• _Information shown_:
- - - - -

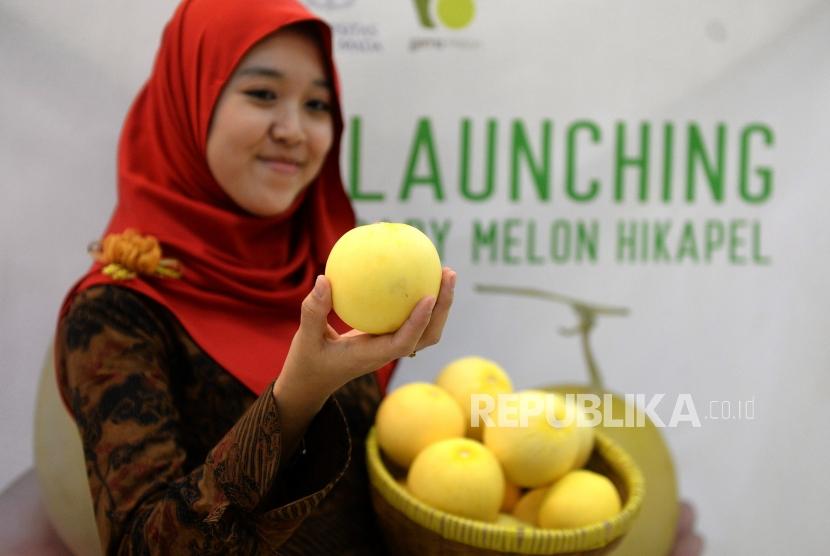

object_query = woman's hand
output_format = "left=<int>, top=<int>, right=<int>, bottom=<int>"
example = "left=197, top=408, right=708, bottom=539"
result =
left=280, top=268, right=456, bottom=400
left=272, top=268, right=456, bottom=462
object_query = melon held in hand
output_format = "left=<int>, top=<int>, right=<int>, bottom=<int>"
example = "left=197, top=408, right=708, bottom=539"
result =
left=326, top=222, right=442, bottom=334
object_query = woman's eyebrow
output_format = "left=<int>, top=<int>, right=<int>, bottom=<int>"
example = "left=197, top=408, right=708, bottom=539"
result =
left=237, top=66, right=332, bottom=90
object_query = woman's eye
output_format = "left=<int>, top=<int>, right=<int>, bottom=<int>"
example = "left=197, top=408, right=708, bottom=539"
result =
left=306, top=100, right=331, bottom=112
left=245, top=89, right=277, bottom=100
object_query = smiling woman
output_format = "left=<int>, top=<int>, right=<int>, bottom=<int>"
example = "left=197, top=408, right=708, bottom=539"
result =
left=19, top=0, right=455, bottom=555
left=207, top=25, right=334, bottom=216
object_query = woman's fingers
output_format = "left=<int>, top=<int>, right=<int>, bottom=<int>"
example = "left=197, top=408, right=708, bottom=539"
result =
left=386, top=295, right=437, bottom=359
left=300, top=274, right=333, bottom=338
left=415, top=267, right=456, bottom=349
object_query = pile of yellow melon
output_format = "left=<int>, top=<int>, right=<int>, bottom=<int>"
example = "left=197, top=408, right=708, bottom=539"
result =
left=375, top=357, right=621, bottom=529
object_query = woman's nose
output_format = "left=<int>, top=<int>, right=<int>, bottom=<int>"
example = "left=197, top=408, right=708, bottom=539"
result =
left=270, top=107, right=303, bottom=144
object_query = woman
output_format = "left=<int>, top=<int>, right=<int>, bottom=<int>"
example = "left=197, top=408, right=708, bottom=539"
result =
left=0, top=0, right=704, bottom=555
left=49, top=0, right=455, bottom=555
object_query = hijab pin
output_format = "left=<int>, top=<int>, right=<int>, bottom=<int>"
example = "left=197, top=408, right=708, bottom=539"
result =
left=87, top=228, right=181, bottom=280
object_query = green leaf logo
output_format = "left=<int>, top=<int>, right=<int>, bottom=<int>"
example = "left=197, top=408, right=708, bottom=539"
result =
left=413, top=0, right=476, bottom=29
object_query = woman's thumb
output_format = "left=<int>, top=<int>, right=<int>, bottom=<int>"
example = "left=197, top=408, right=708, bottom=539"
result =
left=300, top=274, right=331, bottom=331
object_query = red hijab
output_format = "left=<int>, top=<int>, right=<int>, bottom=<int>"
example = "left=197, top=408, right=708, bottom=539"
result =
left=60, top=0, right=394, bottom=402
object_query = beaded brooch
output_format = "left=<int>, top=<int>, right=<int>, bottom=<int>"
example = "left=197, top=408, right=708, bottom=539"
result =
left=87, top=228, right=182, bottom=280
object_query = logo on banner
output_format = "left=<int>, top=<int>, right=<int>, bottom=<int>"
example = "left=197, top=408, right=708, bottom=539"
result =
left=413, top=0, right=476, bottom=29
left=307, top=0, right=355, bottom=10
left=409, top=0, right=481, bottom=52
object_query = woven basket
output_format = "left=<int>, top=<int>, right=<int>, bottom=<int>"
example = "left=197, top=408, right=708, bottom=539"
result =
left=366, top=428, right=645, bottom=556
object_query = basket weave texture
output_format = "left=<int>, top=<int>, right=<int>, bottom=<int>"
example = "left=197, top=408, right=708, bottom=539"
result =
left=366, top=428, right=645, bottom=556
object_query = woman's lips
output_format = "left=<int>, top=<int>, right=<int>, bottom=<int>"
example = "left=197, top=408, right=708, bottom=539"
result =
left=259, top=158, right=300, bottom=175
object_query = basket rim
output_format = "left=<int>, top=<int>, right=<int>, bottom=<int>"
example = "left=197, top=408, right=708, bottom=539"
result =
left=366, top=426, right=645, bottom=554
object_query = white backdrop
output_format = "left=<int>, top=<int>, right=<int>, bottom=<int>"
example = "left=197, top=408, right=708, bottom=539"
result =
left=0, top=0, right=830, bottom=555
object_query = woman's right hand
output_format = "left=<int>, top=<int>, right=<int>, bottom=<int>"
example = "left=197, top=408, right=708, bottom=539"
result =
left=274, top=268, right=456, bottom=408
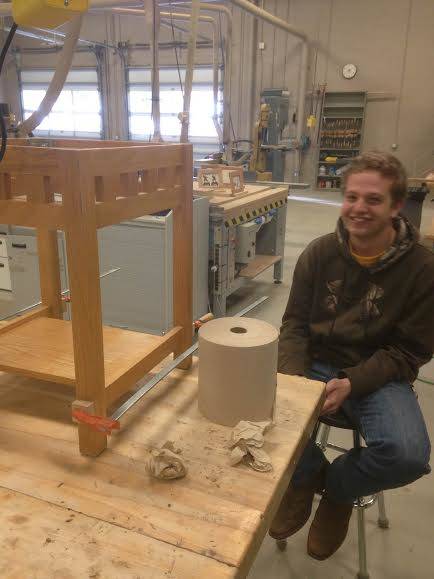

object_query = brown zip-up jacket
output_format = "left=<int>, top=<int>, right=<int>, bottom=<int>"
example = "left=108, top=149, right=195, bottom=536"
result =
left=279, top=217, right=434, bottom=397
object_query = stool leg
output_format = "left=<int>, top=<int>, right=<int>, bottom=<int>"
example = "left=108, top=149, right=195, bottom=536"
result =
left=317, top=424, right=330, bottom=452
left=357, top=498, right=369, bottom=579
left=377, top=491, right=389, bottom=529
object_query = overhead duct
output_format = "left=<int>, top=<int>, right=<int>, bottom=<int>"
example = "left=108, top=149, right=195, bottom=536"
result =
left=231, top=0, right=309, bottom=176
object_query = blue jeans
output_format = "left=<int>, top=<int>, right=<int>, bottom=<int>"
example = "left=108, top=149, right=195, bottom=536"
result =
left=292, top=362, right=431, bottom=503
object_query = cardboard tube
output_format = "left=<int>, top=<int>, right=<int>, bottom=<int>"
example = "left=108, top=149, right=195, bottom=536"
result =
left=199, top=317, right=279, bottom=426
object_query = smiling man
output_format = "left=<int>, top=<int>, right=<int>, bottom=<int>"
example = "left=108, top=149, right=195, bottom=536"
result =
left=270, top=152, right=434, bottom=559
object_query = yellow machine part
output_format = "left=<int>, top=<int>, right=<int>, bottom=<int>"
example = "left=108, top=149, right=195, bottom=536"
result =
left=12, top=0, right=89, bottom=28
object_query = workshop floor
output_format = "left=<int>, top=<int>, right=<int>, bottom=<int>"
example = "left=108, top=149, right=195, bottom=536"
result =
left=228, top=191, right=434, bottom=579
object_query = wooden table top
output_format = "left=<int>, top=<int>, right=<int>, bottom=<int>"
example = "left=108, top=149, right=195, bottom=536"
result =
left=0, top=363, right=324, bottom=579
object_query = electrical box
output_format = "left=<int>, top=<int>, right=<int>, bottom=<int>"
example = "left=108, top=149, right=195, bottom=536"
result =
left=235, top=221, right=262, bottom=263
left=12, top=0, right=89, bottom=28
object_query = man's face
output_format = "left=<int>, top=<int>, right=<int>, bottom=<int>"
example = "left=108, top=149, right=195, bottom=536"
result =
left=341, top=171, right=403, bottom=241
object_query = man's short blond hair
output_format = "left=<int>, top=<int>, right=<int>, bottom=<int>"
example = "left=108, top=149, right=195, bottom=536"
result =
left=341, top=151, right=407, bottom=204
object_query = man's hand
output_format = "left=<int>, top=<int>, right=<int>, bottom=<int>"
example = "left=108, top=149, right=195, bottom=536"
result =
left=321, top=378, right=351, bottom=414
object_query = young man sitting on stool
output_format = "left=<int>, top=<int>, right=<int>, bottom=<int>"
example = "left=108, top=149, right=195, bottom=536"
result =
left=270, top=152, right=434, bottom=560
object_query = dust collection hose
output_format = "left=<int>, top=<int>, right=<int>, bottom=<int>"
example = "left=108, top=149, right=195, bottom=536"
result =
left=0, top=22, right=18, bottom=163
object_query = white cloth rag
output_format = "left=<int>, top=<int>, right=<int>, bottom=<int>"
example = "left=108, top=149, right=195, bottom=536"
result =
left=147, top=448, right=187, bottom=480
left=229, top=420, right=273, bottom=472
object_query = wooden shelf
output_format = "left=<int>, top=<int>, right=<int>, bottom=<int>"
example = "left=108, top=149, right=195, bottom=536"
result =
left=240, top=255, right=282, bottom=279
left=0, top=317, right=181, bottom=399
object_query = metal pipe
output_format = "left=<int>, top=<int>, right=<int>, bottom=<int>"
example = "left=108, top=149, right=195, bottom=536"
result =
left=295, top=40, right=309, bottom=179
left=16, top=16, right=83, bottom=136
left=0, top=0, right=143, bottom=16
left=111, top=8, right=223, bottom=143
left=180, top=0, right=200, bottom=143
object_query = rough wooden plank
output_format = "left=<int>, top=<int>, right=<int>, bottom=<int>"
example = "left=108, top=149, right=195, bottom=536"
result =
left=0, top=200, right=67, bottom=229
left=0, top=489, right=234, bottom=579
left=0, top=306, right=50, bottom=334
left=0, top=367, right=324, bottom=579
left=106, top=326, right=183, bottom=404
left=0, top=318, right=165, bottom=390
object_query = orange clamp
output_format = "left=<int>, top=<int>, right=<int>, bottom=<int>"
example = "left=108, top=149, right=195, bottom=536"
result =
left=72, top=409, right=121, bottom=434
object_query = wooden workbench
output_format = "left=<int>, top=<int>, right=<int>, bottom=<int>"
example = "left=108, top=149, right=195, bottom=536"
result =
left=0, top=364, right=323, bottom=579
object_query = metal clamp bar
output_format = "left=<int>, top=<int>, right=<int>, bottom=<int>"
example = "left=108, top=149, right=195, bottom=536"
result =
left=110, top=296, right=268, bottom=420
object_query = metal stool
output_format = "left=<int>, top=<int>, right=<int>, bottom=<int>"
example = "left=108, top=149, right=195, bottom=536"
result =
left=276, top=411, right=389, bottom=579
left=314, top=411, right=389, bottom=579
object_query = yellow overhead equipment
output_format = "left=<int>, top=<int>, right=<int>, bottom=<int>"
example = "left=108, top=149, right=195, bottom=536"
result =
left=12, top=0, right=89, bottom=28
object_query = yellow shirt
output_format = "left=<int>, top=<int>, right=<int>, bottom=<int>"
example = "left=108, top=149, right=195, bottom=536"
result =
left=350, top=245, right=386, bottom=267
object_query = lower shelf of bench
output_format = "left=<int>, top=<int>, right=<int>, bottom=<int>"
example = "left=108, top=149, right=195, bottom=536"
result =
left=0, top=317, right=181, bottom=402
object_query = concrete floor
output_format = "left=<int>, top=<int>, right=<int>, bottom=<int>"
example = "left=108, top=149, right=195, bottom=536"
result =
left=228, top=191, right=434, bottom=579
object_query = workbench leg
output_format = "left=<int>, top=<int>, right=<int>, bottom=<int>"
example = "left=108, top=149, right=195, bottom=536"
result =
left=66, top=220, right=107, bottom=456
left=173, top=146, right=193, bottom=370
left=37, top=228, right=63, bottom=319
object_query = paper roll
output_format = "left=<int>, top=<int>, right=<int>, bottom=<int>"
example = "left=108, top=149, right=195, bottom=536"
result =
left=199, top=317, right=279, bottom=426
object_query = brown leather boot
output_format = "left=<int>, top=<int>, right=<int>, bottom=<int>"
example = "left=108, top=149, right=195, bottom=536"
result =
left=307, top=495, right=353, bottom=561
left=268, top=464, right=328, bottom=540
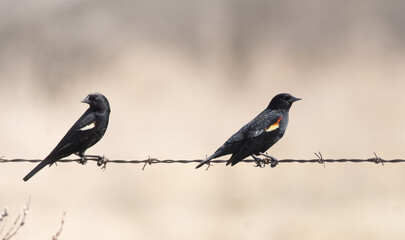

- - - - -

Please copy out the data verbatim, starting at the very beginning and ending with the line that contains "left=207, top=25, right=334, bottom=216", with both of those lines included. Leave out the pictures.

object_query = woman's hand
output_format = "left=<int>, top=<int>, right=<int>, bottom=<int>"
example = "left=197, top=408, right=708, bottom=539"
result =
left=280, top=268, right=456, bottom=400
left=272, top=268, right=456, bottom=462
object_query = melon held in hand
output_format = "left=<int>, top=<int>, right=<int>, bottom=<int>"
example = "left=197, top=408, right=708, bottom=539"
result =
left=326, top=222, right=442, bottom=334
object_query = woman's eyebrow
output_format = "left=<int>, top=<int>, right=<int>, bottom=<int>"
example = "left=197, top=408, right=708, bottom=539"
result =
left=237, top=66, right=332, bottom=90
object_query = woman's eye
output_format = "left=<int>, top=<int>, right=<int>, bottom=<int>"
example = "left=197, top=408, right=708, bottom=539"
result =
left=306, top=100, right=331, bottom=112
left=245, top=89, right=277, bottom=100
object_query = smiling woman
output_format = "left=<int>, top=<int>, right=<int>, bottom=<int>"
example = "left=197, top=408, right=708, bottom=539"
result =
left=19, top=0, right=455, bottom=555
left=207, top=25, right=334, bottom=216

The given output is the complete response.